> _Teks Sumber_:
────────────────
Melansir Databoks.Katadata persentase risiko kematian lansia per Agustus lalu mencapai 46,7 persen. Jumlah ini lebih tinggi dari persentase kematian usia produktif, khususnya di usia 19-30 tahun yakni sekitar 12,7 persen dan 31-45 tahun yang mencapai 36,7 persen.
Direktur Pencegahan dan Pengendalian Penyakit Menular Langsung Ditjen P2P Kemenkes Siti Nadia Tarmizi mengungkapkan, terdapat empat provinsi yang cakupan vaksinasi dosis kedua terhadap lansia yang masih rendah, yakni Aceh, Sumatera Barat, Maluku Utara dan Papua.
“Oleh karena itu, kami harap stakeholder terkait terutama di daerah untuk menyusun kembali strategi untuk menjangkau populasi rentan ini,” kata Nadia dalam konferensi pers virtual melalui YouTube Sekretariat Presiden.
Di samping itu dalam wawancaranya bersama media, Nadia mengungkapkan ada beragam alasan yang menyebabkan mengapa cangkupan untuk vaksinasi kelompok lansia masih rendah, salah satunya takut dengan efek samping vaksin.
“Ada yang tidak percaya Covid-19, masih takut dengan efek samping dan punya komorbid,” terang Nadia.
Dihubungi secara terpisah, dokter penyakit dalam Suriana Dwi Sartika dari Rumah Sakit Hikmah Makassar, menjelaskan bahwa sejatinya efek samping suntikan Covid-19 pada lansia tidak jauh berbeda dengan mereka yang masih di usia produktif. Seperti reaksi sistemik berupa demam, fatik (lemas), nyeri otot dan sakit kepala yang sifatnya sementara.
Namun tidak dipungkiri proses vaksinasi untuk kelompok lansia memang sedikit berbeda dengan mereka yang masih masuk dalam usia produktif, karena terkadang pada banyak kasus di lapangan mereka mempunyai penyakit bawaan atau komorbid. Untuk itu harus melalui sejumlah penilaian terlebih dahulu sebelum menjalani vaksinasi.
“Jadi harus dilihat apakah ada komorbid, bagaimana aktivitas kesehariannya, atau sedang mengkonsumsi obat tertentu,Ini nanti yang dinilai oleh para tim vaksinator. Dan jika misalnya para vaksinator ini kemudian ragu untuk melakukan vaksin baru diarahkan ke bagian penyakit dalam,” terang Suriana.
────────────────
> _Cuplikan Data_:
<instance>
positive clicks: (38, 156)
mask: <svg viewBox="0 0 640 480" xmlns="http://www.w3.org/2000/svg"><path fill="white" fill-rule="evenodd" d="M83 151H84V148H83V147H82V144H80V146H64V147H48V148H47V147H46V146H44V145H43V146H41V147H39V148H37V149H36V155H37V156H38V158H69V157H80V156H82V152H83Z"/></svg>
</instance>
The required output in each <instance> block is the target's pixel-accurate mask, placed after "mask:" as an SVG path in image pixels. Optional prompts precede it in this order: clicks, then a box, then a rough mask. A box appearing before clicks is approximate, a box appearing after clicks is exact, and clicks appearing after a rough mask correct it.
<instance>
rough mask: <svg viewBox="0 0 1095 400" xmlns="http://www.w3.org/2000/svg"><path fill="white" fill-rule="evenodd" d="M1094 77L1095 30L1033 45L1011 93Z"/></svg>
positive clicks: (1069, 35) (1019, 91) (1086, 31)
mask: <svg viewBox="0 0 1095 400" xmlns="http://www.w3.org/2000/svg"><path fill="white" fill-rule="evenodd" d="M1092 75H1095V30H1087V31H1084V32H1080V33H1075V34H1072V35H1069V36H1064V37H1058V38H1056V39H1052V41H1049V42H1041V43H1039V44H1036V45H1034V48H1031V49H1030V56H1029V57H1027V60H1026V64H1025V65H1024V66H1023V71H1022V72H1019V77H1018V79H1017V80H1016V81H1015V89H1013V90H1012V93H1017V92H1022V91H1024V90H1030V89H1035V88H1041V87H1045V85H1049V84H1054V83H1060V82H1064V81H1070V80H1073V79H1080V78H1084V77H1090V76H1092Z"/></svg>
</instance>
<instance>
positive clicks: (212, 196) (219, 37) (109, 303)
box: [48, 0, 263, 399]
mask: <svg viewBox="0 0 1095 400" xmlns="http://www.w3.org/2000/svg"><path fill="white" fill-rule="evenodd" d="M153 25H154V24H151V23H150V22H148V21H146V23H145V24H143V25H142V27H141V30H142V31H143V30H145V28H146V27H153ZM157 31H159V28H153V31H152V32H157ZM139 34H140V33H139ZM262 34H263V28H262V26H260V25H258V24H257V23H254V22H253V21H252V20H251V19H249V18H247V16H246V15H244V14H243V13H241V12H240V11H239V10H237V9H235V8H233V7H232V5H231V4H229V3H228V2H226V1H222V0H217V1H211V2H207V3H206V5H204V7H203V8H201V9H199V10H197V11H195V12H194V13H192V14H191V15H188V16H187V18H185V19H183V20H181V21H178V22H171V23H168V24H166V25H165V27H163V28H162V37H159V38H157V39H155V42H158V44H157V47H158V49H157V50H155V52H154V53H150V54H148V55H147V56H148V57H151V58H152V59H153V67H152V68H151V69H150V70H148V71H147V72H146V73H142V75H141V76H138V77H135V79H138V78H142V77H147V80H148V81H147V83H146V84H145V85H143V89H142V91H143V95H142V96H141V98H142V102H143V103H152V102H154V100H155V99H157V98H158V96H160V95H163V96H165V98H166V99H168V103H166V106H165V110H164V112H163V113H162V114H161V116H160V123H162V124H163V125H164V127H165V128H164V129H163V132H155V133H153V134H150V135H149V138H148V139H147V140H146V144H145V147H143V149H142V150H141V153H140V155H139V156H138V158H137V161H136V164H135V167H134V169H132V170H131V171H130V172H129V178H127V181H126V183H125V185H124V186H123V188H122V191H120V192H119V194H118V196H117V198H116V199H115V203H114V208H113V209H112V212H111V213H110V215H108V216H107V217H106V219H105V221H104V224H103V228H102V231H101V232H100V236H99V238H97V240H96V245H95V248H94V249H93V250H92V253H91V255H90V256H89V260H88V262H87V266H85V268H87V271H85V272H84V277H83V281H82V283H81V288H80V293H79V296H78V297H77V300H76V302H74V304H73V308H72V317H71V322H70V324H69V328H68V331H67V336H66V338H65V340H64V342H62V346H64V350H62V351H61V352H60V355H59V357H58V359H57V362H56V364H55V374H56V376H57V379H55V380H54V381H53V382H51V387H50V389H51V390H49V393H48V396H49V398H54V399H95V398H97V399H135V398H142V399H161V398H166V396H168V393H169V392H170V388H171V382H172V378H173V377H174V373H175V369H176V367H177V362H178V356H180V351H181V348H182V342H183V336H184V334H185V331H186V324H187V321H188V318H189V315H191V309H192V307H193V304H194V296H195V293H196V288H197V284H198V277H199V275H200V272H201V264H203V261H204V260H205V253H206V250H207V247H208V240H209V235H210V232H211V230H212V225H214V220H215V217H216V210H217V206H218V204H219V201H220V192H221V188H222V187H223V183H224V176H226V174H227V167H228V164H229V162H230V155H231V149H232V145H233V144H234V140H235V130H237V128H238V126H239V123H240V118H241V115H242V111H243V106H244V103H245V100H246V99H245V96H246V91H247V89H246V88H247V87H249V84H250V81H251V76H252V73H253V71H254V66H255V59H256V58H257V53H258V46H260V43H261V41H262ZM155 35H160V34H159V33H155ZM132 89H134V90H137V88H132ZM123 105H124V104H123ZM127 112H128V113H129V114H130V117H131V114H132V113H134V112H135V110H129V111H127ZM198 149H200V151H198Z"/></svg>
────────────────
> _Tugas yang Dikerjakan_:
A. Jawablah pertanyaan berikut berdasarkan teks tentang vaksinasi lansia.
(i) Berapa persentase risiko kematian lansia per Agustus?
(ii) Provinsi mana saja yang cakupan vaksinasi dosis kedua untuk lansianya masih rendah?
(iii) Di rumah sakit mana Suriana Dwi Sartika bertugas?
B. Lanjutkan teks tentang vaksinasi lansia ini mulai setelah kalimat terakhirnya.

> _Jawaban Soal_:
A.
(i) 46,7 persen.
(ii) Aceh, Sumatera Barat, Maluku Utara, dan Papua.
(iii) Rumah Sakit Hikmah Makassar.

B.
Lebih jauh Suriana juga mengungkapkan bahwa terkadang kelompok lansia cenderung tidak menjadi prioritas di lapangan karena adanya anggapan dari pihak keluarga bahwa mereka bukan lah sosok yang produktif dengan setumpuk aktivitas di luar rumah, sehingga tidak mendesak untuk mendapatkan vaksin.
Padahal, faktanya mereka dengan daya tahan tubuh yang rendah harus menjadi perhatian, karena tidak menutup kemungkinan anggota keluarga usia produktif yang ada di sekitarnya, berpotensi menularkan virus yang dibawa dari hasil aktivitas dari luar rumah dimana dapat berujung fatal ketika kelompok lansia melakukan kontak fisik.
Akselerasi Kebijakan
Pakar kebijakan publik Universitas Hasanuddin, Deddy T. Tikson memandang perlu adanya akselerasi kebijakan dari pemerintah khususnya di daerah untuk meningkatkan cangkup vaksinasi untuk kelompok lansia, mengingat mereka juga mempunyai peranan dalam pencapaian target herd immunity nasional.
Menurutnya, langkah awal yang bisa diambil adalah memastikan terlebih dahulu data jumlah lansia di tiap daerah, setelah itu baru menghitung jumlah vaksinator atau petugas vaksin dalam satu daerah.
“Jika kemudian jumlah vaksinator cukup, maka bisa dengan cara mobile atau dengan cara didatangi satu per satu di rumah. Jika tidak, maka pemerintah daerah bisa mengadakan vaksinasi dalam skala kelurahan atau bahkan RW/RT khusus untuk lansia dengan jadwal yang sudah direncanakan sebelumnya,” terangnya.
Selanjutnya untuk menghindari adanya kerumunan saat vaksin, dapat dibuatkan penjadwalan khusus untuk perorangan dengan menggunakan sistem nomor antrian yang didalamnya memuat jadwal vaksin. Sehingga para lansia yang vaksin hanya datang di hari dan jam yang telah ditentukan.
Ini penting karena akan sedikit sukar menggabungkan vaksinasi kelompok lansia dengan kelompok lain. Memperhatikan kondisi dan daya tahan tubuh mereka yang terkadang tidak mampu untuk mengantri saat vaksin, atau bahkan menempuh perjalan jauh ke lokasi vaksin. Sehingga tidak jarang membuat mereka akhirnya tidak melakukan vaksin, terlebih lagi ketika anggota keluarga di sekitar juga tidak mendukung.